> _SET PROBLEM_: Rewrite all of the following material, replacing "in this shot" with "in this photo" everywhere and keeping everything else the same. Omit the pictures from your answer.

> _GIVEN DATA_:
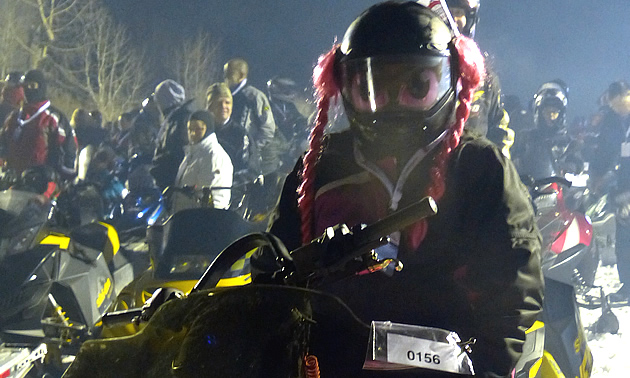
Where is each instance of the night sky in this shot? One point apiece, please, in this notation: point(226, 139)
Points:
point(585, 43)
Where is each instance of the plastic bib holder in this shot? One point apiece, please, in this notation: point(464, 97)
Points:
point(395, 346)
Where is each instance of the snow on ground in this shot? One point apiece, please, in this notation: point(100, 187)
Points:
point(610, 352)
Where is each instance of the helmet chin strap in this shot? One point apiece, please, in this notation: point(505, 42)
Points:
point(396, 189)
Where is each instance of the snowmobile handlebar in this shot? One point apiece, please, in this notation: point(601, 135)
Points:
point(341, 247)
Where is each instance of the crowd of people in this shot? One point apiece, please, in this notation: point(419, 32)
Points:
point(234, 145)
point(425, 118)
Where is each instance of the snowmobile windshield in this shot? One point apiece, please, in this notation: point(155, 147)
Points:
point(396, 83)
point(22, 210)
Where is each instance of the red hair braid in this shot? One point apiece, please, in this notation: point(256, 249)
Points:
point(326, 88)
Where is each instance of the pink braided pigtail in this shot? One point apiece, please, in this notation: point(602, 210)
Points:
point(471, 73)
point(326, 88)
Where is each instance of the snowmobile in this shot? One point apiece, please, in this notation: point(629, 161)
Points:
point(230, 331)
point(140, 198)
point(55, 282)
point(181, 249)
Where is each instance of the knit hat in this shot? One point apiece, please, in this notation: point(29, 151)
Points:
point(169, 93)
point(38, 94)
point(218, 90)
point(205, 117)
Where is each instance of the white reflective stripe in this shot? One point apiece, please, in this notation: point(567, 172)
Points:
point(395, 192)
point(39, 111)
point(53, 115)
point(412, 351)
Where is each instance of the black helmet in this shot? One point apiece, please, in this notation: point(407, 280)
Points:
point(13, 78)
point(36, 179)
point(397, 76)
point(283, 89)
point(471, 11)
point(552, 94)
point(34, 83)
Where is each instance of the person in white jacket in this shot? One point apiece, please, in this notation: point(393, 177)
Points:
point(206, 163)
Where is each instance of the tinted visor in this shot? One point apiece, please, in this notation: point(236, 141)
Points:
point(408, 83)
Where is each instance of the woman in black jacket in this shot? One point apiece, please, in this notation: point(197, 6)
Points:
point(474, 268)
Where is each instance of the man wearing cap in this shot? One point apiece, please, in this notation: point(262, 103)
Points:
point(251, 110)
point(172, 135)
point(30, 136)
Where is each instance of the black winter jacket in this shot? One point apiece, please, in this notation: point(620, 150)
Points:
point(171, 139)
point(477, 272)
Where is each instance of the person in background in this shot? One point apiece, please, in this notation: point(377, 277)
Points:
point(487, 116)
point(12, 95)
point(474, 268)
point(90, 137)
point(613, 149)
point(251, 110)
point(293, 112)
point(548, 149)
point(172, 136)
point(146, 125)
point(30, 136)
point(122, 139)
point(206, 164)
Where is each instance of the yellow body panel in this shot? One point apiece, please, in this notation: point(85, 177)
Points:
point(56, 239)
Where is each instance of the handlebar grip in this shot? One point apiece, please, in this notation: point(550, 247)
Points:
point(124, 316)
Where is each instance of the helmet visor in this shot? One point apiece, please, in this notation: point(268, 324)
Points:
point(388, 84)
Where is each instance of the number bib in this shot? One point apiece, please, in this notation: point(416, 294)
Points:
point(412, 351)
point(400, 346)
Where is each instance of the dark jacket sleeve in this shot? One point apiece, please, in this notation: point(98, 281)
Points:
point(285, 222)
point(503, 278)
point(608, 145)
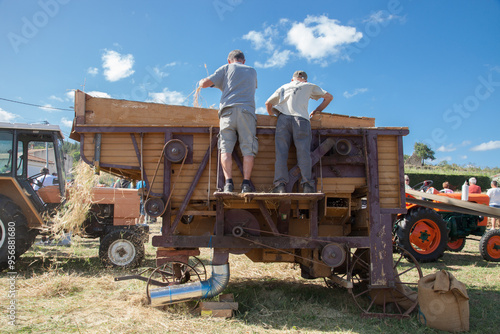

> _WRITTEN ANSWER_:
Where is each instance of the night sky in this photo? One point apiece, please, in this notation: point(226, 139)
Points:
point(585, 43)
Where is each instance of the plastic bib holder in this photo? One point apiece, please, in this notation: point(464, 97)
Points:
point(395, 346)
Where is each instance of the snow on ground in this photo? One point apiece, please, in this notation: point(100, 187)
Points:
point(610, 352)
Where is each instance of the helmet chin strap in this photo? One point apiece, please, in this notation: point(505, 42)
Points:
point(396, 189)
Where is each instance of the snowmobile handlebar in this photo? One point apiece, please, in this notation: point(601, 135)
Points:
point(341, 247)
Where is each instance of the crowd of people in this photo? One point apiece, please, in this notation: point(419, 32)
Points:
point(234, 145)
point(425, 118)
Where is each instance of the snowmobile windshield in this photo? One point apiece, please, in this notation: point(155, 147)
Points:
point(396, 83)
point(22, 210)
Where is each instance of the red hair braid in this photo? One point apiece, please, in this notation: point(256, 249)
Points:
point(326, 88)
Where is each instance of the pink braided pigtail in this photo? One point apiece, please, in this notation: point(602, 210)
Points:
point(471, 73)
point(326, 88)
Where is each instance of the snowmobile in this photo? One point apiece, please, in this notation: point(629, 161)
Points:
point(230, 331)
point(140, 198)
point(55, 282)
point(181, 249)
Where is each instance of the knit hat in this photo? One point apiece, please, in this notation: point(29, 151)
Points:
point(169, 93)
point(38, 94)
point(218, 90)
point(205, 117)
Where is each instance of the white reflective stripe in this photo? One point apiece, please, in this notation: point(567, 172)
Points:
point(395, 192)
point(39, 111)
point(53, 115)
point(412, 351)
Where is each instance of the black helmet in this photo? One point apiece, please, in this notation: point(407, 280)
Points:
point(13, 78)
point(36, 179)
point(397, 76)
point(283, 89)
point(471, 11)
point(552, 94)
point(34, 83)
Where is each instance of the person in white jacket in this photo? One point apiece, please, in this notation: point(393, 177)
Points:
point(206, 163)
Where is each instance of the tinted visor in this photo? One point apiece, please, in this notation: point(236, 141)
Points:
point(408, 83)
Where is each instance of the woman in black jacket in this photo? One point apiece, please, in this notation: point(197, 6)
Points:
point(474, 268)
Where is each instance of the man wearing cap in this photo? One point apiece, please, in this notation: point(262, 103)
Points:
point(251, 110)
point(172, 135)
point(30, 136)
Where is each instance of the black winter jacket in this photo? One point apiece, please, in this notation: point(620, 150)
Points:
point(171, 139)
point(477, 272)
Where is each instance of the person in background in this photo? One point apiece, please, in this notation: point(377, 277)
Points:
point(487, 116)
point(12, 95)
point(474, 268)
point(90, 137)
point(613, 149)
point(251, 110)
point(293, 112)
point(548, 149)
point(172, 136)
point(146, 125)
point(30, 136)
point(122, 139)
point(206, 164)
Where is each instance of the yellow body panel in this photo? One point apiece, please, in this notation: point(85, 177)
Points:
point(56, 239)
Where is each instance of the handlebar grip in this photo? One point apiece, please, in this notation: point(550, 247)
Points:
point(124, 316)
Where is each instance of the helmet visor in this photo? One point apiece, please, in this notation: point(268, 324)
Points:
point(388, 84)
Where is each instance of the number bib in this photo? One point apiece, please, in this notation: point(416, 294)
Points:
point(412, 351)
point(400, 346)
Where is each instance of the dark jacket sleeve in this photo? One point apiece, please, in this notation: point(98, 281)
Points:
point(285, 222)
point(503, 278)
point(608, 145)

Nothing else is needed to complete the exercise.